== Extracted text

Instructor: Dr. John C. Lusth Email: lusth@cs.ua.edu Web: http://beastie.cs.ua.edu/proglan/
Office: 3427 SEC Hours: click here Phone: 205-348-1618

Catalog Statement

Formal study of programming language specification, analysis, implementation, and run-time support structures; organization of programming languages with emphasis on language constructs and mechanisms; and study of non-procedural programming paradigms.

Implementing the Catalog Statement

Students will embed features from various languages into Scam, a lexically-scoped variant of LISP. Students will also individually implement a programming language of their own design and write a significant program demonstrating the language.

Additional and orthogonal subjects to be covered in this class are: lexical analysis, syntactical analysis, parameter passing strategies, and axiomatic semantics. The last two topics will be covered near the end of the semester, as time permits.

At the end of this class, a student should be understand the concepts of: syntax vs. semantics, data vs. procedures, objects and state, functional programming, evaluation strategies, and interpretation vs. compilation.

====
== Extracted data

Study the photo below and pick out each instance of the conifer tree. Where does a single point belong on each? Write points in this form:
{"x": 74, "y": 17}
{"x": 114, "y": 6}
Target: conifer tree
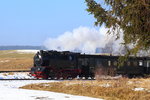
{"x": 130, "y": 16}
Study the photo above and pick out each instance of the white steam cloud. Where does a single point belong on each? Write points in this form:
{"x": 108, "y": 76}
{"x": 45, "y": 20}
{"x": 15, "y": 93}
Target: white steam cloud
{"x": 83, "y": 39}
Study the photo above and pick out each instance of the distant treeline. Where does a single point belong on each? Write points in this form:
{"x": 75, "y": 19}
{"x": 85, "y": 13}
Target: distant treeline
{"x": 22, "y": 47}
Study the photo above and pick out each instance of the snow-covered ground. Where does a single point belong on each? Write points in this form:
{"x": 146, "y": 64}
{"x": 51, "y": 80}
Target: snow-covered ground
{"x": 9, "y": 90}
{"x": 27, "y": 51}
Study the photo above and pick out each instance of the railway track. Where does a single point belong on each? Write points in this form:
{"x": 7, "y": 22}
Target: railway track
{"x": 14, "y": 71}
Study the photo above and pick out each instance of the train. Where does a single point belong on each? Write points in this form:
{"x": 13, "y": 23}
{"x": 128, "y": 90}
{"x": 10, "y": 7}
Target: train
{"x": 65, "y": 64}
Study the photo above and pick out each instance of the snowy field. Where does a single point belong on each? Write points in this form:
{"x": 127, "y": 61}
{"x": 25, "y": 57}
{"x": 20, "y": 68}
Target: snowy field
{"x": 9, "y": 90}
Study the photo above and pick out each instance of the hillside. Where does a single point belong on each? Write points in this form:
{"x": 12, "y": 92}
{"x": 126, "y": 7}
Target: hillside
{"x": 16, "y": 59}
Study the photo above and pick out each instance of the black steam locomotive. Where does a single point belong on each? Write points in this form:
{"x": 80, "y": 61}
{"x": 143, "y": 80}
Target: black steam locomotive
{"x": 54, "y": 64}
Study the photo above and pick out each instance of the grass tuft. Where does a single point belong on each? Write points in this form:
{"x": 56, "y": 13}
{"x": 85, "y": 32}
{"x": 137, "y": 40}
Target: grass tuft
{"x": 122, "y": 89}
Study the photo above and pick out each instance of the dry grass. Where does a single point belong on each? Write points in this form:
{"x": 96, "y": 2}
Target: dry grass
{"x": 11, "y": 60}
{"x": 122, "y": 89}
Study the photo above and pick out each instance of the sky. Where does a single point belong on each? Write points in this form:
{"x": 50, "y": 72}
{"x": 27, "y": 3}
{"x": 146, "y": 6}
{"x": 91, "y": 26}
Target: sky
{"x": 31, "y": 22}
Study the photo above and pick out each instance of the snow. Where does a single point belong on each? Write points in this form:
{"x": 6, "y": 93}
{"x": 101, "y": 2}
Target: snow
{"x": 27, "y": 51}
{"x": 138, "y": 89}
{"x": 9, "y": 90}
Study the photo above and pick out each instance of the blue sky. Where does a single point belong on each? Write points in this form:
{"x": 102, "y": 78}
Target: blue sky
{"x": 31, "y": 22}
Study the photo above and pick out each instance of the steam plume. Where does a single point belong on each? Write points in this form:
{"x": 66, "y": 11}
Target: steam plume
{"x": 85, "y": 40}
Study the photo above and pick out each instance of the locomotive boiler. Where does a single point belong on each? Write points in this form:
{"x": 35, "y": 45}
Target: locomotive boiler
{"x": 64, "y": 65}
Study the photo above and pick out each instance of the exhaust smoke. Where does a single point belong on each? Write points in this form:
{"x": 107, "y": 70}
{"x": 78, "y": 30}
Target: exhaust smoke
{"x": 85, "y": 40}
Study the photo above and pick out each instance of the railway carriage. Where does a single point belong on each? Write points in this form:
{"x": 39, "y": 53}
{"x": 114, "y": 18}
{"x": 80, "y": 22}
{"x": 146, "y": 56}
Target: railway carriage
{"x": 54, "y": 64}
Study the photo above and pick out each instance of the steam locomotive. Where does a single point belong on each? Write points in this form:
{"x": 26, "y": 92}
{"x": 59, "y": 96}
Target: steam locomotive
{"x": 54, "y": 64}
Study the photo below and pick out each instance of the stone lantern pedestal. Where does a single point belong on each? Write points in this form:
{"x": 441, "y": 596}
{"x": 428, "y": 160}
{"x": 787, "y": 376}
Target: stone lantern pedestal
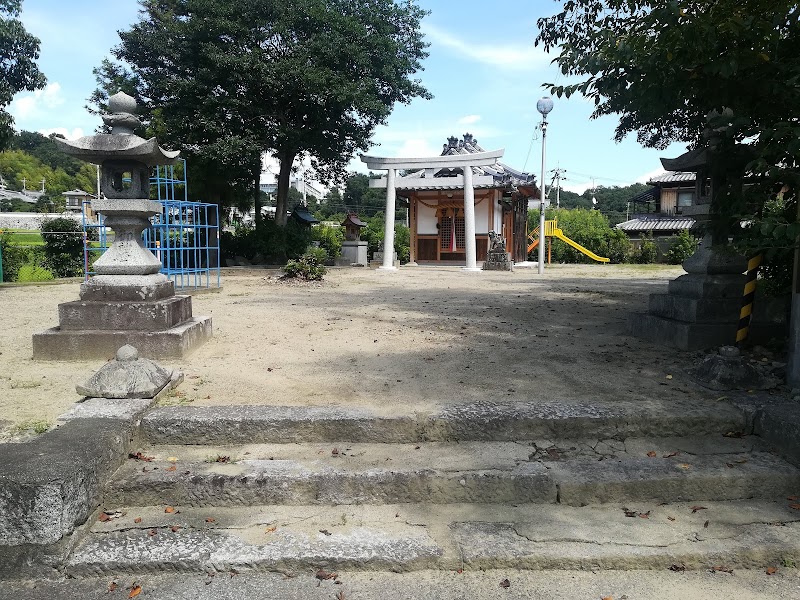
{"x": 128, "y": 301}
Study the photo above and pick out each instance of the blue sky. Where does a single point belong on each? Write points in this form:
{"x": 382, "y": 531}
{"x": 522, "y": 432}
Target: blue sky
{"x": 483, "y": 70}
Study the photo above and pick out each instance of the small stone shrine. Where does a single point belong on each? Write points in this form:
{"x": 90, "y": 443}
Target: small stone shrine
{"x": 354, "y": 250}
{"x": 128, "y": 301}
{"x": 497, "y": 258}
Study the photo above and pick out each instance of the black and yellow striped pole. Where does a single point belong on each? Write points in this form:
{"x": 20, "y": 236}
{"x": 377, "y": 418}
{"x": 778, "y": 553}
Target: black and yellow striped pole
{"x": 747, "y": 300}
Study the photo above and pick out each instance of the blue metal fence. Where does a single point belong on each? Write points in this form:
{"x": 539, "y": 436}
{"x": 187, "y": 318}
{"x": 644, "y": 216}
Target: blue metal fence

====

[Directions for this task]
Write the next part of the programming languages course syllabus, picking up after its last sentence. You will not need the items here.

[Output]
CS200 and CS201

Textbook and Supplies

Ableson and Sussman, The Structure and Interpretation of Computer Programs, McGraw Hill, 2nd edition, 1996

A laptop computer is required for this course.

Larger Issues

This class is not only concerned with what you learn. but how fast you learn. The only way to learn quickly is read in advance, pay close attention in lecture, ask copius questions, take your study group seriously, and start all programming tasks early.


The following chapters and topics from the text will be covered:
sections topics
1.1—1.3 data recursion; program recursion; scope
2.1—2.4 data interfaces, abstractions, and representations, user-defined data structures
3.1—3.3,3.5 environment passing interpreters

The reading schedule can be found at:

Make sure you read the assigned material, work any exercises, and explore answering any questions prior to class.

In addition, you are required to implement a programming language of your own design.


Attendance is not required. If you miss a lecture, you are expected to get any missing information from other members of the class, especially your study group. I will not tell you what you've missed as I am too lazy to lecture over the same material more than once.

An absence will be excused if you provide a written, university authorized, excuse.


Grades will be determined by the following percentages:
10% Prerequisite Exam
30% Periodic Concept Exams (3)
20% Final Exam
20% Large programming assignment (mandatory)
20% Small programming assignments (3)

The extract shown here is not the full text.